START Excerpted records

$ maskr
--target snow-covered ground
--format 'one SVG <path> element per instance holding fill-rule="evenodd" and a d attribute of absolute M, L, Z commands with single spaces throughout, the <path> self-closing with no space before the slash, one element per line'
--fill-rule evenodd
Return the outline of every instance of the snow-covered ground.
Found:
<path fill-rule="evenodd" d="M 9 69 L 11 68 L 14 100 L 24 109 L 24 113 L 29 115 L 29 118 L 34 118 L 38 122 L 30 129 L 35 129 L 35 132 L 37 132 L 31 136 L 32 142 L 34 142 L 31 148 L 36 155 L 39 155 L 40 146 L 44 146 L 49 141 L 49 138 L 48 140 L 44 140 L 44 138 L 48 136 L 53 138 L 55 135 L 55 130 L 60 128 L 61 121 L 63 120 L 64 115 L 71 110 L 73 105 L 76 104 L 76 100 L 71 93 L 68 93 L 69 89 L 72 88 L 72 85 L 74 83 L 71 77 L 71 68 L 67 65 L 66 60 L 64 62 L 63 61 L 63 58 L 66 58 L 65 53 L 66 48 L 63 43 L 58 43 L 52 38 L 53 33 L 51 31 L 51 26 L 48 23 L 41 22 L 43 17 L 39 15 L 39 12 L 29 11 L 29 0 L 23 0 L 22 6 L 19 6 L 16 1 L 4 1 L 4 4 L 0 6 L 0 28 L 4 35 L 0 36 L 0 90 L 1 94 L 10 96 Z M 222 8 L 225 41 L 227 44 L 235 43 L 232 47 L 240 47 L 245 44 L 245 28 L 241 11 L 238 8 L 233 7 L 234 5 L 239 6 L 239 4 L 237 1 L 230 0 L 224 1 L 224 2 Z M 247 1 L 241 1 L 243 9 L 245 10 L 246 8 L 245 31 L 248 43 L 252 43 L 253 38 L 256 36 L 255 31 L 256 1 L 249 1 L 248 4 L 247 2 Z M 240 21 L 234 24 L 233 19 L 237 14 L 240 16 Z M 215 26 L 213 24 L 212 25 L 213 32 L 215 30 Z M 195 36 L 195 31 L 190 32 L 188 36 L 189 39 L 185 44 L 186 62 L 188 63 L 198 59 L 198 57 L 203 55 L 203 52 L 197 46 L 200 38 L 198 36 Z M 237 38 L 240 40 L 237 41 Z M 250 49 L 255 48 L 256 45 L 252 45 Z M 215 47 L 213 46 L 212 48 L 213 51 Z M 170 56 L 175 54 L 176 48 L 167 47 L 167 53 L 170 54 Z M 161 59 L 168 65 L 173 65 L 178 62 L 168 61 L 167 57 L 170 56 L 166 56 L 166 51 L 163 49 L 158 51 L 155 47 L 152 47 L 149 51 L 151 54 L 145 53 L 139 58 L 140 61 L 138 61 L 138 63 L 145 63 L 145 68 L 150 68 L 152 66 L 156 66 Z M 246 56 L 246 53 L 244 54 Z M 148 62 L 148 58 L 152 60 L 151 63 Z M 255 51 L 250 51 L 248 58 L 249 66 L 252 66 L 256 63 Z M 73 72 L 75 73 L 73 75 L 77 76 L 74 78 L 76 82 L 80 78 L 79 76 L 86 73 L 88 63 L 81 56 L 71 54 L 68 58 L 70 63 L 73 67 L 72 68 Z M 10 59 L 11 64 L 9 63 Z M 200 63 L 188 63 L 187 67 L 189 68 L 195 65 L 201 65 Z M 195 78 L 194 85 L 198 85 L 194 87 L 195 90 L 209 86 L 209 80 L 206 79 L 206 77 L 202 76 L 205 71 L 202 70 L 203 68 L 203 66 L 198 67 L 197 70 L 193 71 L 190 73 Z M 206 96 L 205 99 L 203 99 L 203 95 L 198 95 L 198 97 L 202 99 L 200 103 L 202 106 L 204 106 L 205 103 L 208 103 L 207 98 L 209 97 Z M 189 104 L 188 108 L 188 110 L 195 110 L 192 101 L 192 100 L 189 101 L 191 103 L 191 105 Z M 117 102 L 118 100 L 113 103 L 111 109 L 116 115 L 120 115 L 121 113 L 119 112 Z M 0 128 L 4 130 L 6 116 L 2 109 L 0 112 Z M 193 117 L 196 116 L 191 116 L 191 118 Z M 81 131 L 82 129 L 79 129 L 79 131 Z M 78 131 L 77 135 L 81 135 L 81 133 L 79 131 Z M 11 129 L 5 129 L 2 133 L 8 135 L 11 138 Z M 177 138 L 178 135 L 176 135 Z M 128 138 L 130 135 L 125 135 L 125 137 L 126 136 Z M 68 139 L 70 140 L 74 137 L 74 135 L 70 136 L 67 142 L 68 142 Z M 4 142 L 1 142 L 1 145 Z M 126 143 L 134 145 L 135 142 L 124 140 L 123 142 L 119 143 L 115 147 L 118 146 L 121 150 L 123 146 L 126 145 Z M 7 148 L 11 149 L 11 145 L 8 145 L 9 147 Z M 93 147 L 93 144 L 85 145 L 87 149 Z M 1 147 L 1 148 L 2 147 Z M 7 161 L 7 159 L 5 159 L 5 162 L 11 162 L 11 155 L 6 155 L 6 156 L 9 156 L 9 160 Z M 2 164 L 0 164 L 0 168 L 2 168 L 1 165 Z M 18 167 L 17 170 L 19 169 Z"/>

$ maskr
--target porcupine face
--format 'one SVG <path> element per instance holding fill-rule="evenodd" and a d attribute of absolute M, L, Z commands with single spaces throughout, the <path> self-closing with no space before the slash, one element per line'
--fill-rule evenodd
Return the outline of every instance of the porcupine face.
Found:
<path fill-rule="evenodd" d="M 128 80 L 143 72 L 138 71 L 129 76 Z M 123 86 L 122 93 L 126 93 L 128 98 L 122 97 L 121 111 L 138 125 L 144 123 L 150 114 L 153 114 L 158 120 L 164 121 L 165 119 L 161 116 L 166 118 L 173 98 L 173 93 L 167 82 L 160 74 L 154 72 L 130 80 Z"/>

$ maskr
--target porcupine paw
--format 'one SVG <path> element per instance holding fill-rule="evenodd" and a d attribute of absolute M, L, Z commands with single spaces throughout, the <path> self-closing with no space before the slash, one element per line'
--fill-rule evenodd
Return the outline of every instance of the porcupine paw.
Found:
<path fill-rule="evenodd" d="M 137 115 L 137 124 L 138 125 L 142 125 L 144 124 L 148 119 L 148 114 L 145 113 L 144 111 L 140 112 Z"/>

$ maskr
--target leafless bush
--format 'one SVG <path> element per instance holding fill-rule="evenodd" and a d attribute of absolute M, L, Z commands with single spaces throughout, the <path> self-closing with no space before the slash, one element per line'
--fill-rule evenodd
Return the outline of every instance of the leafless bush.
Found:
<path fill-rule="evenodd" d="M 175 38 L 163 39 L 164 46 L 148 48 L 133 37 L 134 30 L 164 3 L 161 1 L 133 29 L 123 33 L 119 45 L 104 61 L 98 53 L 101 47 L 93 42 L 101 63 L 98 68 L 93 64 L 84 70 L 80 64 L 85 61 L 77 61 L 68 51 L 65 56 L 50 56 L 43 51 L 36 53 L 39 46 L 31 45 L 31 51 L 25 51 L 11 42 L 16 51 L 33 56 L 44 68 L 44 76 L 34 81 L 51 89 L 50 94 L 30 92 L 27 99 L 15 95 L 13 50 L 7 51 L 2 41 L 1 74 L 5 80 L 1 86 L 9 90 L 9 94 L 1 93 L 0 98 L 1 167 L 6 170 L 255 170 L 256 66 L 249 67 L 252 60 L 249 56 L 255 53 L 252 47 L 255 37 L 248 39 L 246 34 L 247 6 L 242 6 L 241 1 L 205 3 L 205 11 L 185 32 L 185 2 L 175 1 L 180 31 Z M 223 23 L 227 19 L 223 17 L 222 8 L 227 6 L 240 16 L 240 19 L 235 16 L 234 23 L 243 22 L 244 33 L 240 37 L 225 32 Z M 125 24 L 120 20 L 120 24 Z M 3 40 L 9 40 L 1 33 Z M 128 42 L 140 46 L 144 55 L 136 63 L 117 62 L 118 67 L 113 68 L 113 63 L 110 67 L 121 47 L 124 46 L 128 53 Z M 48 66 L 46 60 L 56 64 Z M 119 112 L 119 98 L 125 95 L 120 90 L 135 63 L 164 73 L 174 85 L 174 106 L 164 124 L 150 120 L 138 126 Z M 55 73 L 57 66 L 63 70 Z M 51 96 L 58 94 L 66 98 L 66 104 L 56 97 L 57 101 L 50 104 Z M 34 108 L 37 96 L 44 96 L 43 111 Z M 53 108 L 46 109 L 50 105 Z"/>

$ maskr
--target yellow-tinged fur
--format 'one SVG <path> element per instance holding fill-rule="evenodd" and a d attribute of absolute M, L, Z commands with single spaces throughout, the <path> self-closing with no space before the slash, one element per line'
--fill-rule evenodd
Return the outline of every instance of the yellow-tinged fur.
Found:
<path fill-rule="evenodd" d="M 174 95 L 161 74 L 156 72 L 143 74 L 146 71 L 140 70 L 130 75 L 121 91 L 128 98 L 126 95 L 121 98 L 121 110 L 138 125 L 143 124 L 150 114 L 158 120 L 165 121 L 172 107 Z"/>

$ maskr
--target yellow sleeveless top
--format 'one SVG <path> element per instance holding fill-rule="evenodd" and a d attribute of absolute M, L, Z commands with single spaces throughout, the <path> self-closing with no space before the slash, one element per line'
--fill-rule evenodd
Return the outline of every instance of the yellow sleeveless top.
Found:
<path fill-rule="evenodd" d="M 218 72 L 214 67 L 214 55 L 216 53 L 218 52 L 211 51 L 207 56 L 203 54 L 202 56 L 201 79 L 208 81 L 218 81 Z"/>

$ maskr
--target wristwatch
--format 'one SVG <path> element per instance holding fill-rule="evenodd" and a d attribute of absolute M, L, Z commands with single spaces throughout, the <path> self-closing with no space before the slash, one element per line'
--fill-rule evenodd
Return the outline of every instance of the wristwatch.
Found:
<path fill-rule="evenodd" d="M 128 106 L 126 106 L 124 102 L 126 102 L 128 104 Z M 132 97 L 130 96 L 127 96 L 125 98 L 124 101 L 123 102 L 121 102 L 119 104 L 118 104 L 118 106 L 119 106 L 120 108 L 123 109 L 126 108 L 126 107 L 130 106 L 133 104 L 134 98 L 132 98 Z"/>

END Excerpted records

Aim of the task:
Locate every line in the material that contains the word "outline" and copy each of those lines in full.

Solution:
Return the outline of every instance of the snow-covered ground.
Return the outline of every instance of the porcupine face.
Return the outline of every instance of the porcupine paw.
Return the outline of every instance of the leafless bush.
Return the outline of every instance of the yellow-tinged fur.
Return the outline of every instance of the yellow sleeveless top.
Return the outline of every instance of the wristwatch.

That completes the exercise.